··· DATA TO PROCESS ···

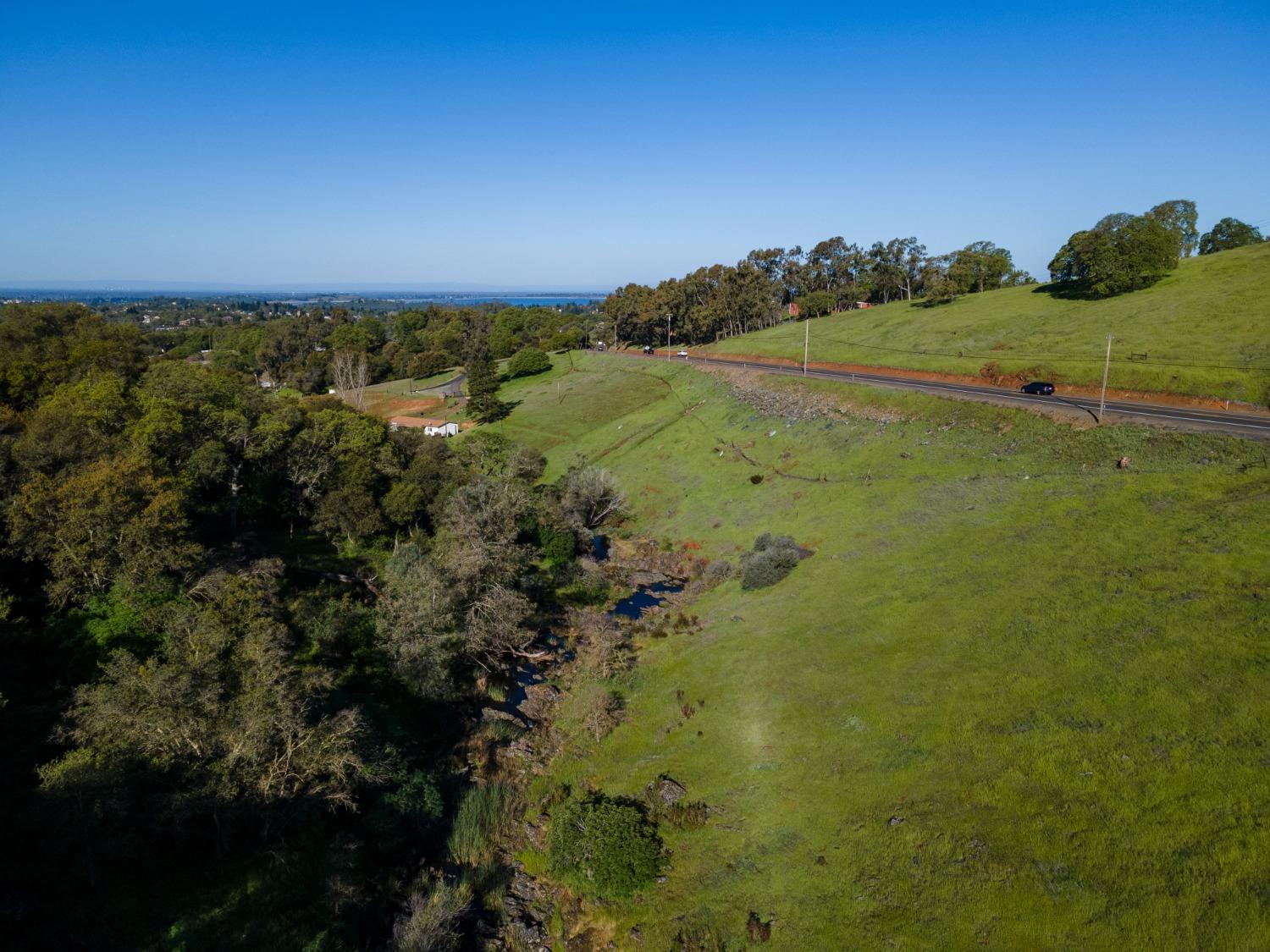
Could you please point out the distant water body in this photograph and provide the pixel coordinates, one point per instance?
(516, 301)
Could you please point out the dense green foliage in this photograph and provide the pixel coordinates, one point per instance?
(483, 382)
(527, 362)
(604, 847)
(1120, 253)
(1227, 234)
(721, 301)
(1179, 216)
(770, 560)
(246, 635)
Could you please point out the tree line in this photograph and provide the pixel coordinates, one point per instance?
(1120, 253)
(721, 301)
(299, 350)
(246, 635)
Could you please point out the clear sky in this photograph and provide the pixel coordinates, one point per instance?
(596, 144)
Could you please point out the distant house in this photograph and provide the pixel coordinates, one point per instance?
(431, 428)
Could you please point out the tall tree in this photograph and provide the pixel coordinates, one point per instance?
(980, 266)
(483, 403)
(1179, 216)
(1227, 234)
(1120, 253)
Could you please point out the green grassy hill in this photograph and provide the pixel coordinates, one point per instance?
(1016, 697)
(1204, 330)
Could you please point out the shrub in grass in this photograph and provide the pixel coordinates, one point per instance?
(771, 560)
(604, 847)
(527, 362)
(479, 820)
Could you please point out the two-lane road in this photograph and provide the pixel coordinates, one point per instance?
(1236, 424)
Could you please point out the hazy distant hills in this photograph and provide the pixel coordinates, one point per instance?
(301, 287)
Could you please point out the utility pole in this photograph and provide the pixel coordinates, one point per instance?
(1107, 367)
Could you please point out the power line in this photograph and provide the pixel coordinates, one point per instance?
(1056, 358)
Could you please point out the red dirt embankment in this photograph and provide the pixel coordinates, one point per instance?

···
··· DATA TO PROCESS ···

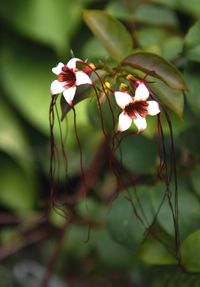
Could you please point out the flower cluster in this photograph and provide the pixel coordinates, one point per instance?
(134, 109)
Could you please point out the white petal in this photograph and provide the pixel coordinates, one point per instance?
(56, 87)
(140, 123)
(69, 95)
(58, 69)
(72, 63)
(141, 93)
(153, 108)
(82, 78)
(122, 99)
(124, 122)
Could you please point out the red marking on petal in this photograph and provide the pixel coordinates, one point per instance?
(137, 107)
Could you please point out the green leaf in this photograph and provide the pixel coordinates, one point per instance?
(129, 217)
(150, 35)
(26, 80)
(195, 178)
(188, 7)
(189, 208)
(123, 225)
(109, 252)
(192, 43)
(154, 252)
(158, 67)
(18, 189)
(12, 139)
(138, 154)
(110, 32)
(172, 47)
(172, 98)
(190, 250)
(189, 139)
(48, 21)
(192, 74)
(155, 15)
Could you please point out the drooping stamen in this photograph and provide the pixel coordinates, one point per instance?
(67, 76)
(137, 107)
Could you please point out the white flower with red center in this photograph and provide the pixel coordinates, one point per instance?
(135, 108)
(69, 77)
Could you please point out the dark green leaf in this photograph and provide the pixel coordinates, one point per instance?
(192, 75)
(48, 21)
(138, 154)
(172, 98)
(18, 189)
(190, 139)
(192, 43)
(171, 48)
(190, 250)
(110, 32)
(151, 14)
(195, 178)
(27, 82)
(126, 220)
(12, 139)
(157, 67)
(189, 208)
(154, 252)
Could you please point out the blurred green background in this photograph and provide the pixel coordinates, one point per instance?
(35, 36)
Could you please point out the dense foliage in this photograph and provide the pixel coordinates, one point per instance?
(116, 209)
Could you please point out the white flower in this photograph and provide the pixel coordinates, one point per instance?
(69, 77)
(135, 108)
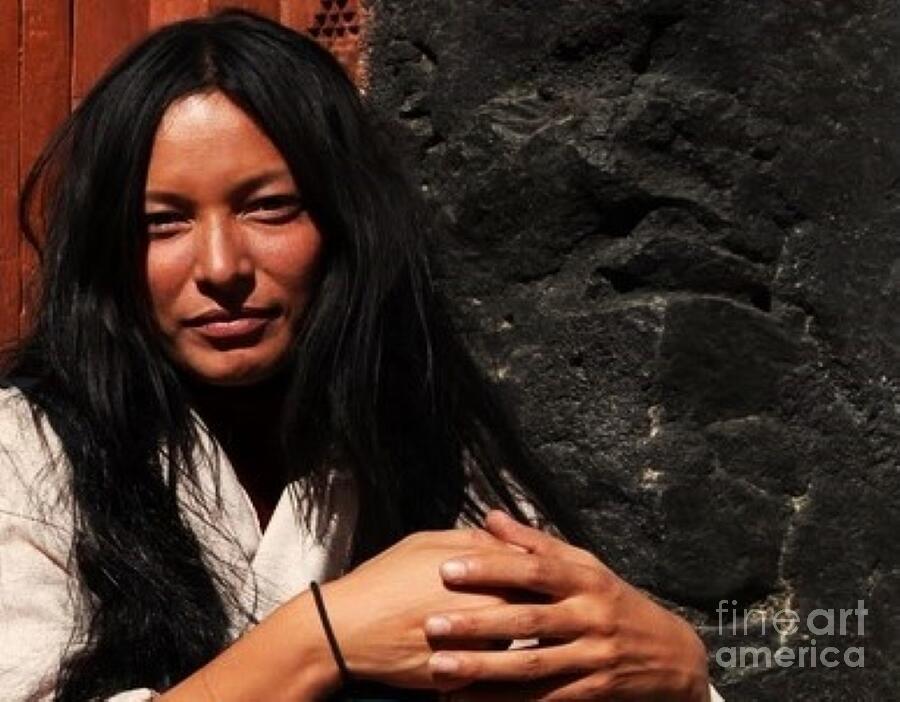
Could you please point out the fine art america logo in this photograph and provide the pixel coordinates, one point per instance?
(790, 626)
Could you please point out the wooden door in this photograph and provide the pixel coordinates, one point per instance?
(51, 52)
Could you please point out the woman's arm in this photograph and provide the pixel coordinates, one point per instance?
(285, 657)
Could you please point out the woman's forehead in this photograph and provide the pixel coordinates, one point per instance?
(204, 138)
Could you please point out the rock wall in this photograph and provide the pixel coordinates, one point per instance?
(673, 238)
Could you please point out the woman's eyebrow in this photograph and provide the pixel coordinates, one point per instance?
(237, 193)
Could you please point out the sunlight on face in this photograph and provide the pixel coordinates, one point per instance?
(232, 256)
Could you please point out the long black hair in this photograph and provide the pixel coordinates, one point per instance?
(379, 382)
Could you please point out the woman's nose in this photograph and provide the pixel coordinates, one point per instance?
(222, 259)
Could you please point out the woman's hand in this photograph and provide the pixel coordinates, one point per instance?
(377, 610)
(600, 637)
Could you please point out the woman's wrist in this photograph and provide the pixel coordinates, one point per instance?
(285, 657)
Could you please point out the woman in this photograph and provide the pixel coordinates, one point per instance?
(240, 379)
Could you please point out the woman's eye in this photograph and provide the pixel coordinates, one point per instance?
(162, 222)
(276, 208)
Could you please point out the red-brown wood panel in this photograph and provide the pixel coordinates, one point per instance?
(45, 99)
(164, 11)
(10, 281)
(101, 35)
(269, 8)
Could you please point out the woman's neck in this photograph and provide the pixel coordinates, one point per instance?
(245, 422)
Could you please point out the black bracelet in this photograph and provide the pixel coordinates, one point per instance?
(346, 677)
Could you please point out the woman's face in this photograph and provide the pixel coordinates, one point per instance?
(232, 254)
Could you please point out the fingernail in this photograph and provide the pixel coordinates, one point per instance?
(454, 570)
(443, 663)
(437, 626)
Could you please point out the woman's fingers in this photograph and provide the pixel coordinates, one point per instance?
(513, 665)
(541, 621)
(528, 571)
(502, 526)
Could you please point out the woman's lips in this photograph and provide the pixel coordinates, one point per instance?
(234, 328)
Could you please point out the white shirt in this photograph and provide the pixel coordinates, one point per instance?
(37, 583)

···

## [DIRECTIONS FOR THIS TASK]
Starting with the line containing "Could you please point out the two-lane" and going on through the line containing "(1107, 367)", write those entries out again with the requests included, adding 45 to every coordinate in the answers.

## [RESPONSE BELOW]
Could you please point out the two-lane road in this photograph and provide the pixel coordinates, one point per instance?
(1281, 469)
Could you please point out the hazy distant hills in this photograph and provide the pixel coordinates, one point per instance?
(346, 332)
Could you please point out the utility pole in this photograph and provide the pixel coordinates, one point per instance?
(1152, 412)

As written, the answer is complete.